Start of Exercise input

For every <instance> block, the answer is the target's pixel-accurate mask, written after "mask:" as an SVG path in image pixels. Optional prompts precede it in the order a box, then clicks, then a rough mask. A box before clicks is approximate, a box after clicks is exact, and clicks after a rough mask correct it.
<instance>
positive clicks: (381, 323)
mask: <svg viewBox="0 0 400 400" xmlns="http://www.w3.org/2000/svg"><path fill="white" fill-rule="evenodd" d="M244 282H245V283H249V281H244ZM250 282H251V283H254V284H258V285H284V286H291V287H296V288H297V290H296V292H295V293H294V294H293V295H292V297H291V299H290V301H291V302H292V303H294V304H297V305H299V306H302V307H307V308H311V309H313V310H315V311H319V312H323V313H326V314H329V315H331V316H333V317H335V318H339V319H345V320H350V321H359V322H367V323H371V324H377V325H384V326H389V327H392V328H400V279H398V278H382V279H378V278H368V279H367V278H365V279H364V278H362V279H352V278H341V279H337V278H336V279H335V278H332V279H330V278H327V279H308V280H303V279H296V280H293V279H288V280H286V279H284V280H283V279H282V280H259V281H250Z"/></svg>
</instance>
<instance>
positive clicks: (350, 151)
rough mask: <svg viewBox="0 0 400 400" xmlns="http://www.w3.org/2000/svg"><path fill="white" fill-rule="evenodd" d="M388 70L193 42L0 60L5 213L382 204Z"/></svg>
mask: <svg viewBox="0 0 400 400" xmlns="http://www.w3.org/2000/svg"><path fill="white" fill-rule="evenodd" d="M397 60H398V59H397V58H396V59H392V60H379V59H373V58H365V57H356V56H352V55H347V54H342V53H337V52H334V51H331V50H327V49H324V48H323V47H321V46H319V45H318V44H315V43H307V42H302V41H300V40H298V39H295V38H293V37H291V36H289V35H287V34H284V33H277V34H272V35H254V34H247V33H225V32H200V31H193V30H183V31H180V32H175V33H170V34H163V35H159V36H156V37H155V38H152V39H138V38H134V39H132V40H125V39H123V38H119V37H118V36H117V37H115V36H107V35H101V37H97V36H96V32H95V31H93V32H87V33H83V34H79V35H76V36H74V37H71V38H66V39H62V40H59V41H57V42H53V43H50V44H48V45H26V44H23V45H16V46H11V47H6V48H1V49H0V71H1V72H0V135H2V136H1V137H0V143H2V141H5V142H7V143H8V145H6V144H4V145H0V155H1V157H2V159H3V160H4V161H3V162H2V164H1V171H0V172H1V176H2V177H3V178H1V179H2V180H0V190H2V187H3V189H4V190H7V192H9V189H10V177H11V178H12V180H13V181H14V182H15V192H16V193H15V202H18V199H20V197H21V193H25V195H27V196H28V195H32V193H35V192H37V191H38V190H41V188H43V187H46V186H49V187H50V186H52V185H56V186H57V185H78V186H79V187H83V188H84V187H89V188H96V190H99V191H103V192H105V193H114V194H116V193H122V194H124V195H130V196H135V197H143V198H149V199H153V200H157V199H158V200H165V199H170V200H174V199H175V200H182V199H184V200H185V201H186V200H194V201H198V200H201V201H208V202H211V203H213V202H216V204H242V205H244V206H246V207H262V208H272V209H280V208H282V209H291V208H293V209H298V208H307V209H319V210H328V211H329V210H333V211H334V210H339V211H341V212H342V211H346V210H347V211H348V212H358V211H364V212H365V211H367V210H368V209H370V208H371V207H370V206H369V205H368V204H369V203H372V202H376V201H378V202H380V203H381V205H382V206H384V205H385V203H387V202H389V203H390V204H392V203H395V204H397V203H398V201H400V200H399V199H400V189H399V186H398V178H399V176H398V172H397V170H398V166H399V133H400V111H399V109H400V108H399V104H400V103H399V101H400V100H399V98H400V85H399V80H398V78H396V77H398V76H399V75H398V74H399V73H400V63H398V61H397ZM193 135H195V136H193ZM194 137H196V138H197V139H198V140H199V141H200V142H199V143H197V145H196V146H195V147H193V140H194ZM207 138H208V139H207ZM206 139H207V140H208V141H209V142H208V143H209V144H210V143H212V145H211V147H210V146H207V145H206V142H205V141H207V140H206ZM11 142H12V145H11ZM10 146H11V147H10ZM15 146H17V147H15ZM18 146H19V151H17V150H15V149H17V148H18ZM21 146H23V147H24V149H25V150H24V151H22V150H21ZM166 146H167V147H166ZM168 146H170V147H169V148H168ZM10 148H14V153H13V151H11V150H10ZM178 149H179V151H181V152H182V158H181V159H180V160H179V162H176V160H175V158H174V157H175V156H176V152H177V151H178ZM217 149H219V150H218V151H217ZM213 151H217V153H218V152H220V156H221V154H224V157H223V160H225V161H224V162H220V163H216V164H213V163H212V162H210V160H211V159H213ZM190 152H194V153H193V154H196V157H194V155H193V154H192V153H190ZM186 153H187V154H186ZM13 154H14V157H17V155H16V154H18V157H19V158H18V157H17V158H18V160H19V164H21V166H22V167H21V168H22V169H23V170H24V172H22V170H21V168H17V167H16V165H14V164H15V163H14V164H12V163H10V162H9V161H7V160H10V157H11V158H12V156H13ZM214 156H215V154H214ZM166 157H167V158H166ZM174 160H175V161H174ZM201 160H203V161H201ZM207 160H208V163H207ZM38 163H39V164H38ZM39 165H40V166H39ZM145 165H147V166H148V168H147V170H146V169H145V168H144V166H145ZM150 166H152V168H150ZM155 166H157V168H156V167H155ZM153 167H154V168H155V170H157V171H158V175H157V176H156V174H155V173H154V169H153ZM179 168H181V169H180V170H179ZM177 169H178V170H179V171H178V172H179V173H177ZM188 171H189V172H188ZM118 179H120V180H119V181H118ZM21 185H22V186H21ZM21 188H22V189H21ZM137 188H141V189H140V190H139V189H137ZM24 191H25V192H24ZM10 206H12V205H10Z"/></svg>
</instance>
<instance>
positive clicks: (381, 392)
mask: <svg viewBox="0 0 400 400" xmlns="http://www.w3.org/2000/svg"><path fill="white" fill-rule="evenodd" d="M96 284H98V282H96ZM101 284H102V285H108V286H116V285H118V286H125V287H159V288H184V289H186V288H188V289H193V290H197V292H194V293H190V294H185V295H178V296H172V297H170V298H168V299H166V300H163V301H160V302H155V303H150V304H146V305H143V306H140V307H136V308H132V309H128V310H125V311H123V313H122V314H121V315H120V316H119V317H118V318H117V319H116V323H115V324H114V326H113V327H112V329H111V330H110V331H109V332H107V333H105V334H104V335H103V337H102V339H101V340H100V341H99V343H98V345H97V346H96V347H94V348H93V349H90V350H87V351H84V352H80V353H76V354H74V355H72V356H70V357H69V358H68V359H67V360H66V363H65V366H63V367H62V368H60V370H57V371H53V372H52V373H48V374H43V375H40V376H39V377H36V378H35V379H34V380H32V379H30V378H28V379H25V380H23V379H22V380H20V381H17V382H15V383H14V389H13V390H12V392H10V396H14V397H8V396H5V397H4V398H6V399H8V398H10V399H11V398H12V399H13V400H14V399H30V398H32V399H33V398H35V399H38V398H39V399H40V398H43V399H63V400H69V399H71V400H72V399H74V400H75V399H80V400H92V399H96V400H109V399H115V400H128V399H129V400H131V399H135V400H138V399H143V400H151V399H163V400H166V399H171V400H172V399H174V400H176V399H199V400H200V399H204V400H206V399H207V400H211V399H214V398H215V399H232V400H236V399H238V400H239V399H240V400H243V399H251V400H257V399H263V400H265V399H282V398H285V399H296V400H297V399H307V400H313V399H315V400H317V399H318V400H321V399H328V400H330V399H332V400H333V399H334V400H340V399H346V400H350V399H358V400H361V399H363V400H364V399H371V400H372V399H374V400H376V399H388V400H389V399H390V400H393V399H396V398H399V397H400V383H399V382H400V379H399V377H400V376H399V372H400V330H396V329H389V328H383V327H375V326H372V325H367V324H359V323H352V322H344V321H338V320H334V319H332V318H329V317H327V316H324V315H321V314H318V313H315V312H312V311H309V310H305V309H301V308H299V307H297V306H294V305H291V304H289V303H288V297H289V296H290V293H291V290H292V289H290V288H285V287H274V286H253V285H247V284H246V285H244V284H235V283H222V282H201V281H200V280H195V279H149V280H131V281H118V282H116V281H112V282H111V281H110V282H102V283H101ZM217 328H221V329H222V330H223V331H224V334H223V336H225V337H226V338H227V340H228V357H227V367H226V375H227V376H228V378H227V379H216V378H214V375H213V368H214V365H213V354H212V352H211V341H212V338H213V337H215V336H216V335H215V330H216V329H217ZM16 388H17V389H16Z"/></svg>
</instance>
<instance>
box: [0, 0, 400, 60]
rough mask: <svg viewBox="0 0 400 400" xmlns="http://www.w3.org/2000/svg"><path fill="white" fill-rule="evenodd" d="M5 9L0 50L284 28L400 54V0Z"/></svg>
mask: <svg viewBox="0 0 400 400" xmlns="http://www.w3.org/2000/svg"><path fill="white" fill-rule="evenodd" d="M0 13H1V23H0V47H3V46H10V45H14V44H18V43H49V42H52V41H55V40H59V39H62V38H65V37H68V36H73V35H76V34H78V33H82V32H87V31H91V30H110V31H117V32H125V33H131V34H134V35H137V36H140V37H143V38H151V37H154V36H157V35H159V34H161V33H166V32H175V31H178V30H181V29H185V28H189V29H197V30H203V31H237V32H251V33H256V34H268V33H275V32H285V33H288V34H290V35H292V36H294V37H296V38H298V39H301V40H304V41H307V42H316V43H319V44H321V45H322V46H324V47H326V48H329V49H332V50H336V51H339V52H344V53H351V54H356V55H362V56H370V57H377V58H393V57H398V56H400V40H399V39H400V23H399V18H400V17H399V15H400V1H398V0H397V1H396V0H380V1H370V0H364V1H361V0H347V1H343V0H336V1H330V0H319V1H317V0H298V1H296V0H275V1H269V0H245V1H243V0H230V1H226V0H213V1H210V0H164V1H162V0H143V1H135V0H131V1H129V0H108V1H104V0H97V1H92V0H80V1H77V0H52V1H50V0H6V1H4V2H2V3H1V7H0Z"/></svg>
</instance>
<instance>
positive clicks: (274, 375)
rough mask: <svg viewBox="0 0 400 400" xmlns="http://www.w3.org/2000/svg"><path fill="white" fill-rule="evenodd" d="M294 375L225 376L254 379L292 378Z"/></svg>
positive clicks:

End of Exercise input

### [Task details]
Reproduce only the lines running from the one that contains "375L225 376L254 379L292" to the last line of the records.

### [Answer below]
rough mask: <svg viewBox="0 0 400 400" xmlns="http://www.w3.org/2000/svg"><path fill="white" fill-rule="evenodd" d="M294 375L225 376L254 379L292 378Z"/></svg>
positive clicks:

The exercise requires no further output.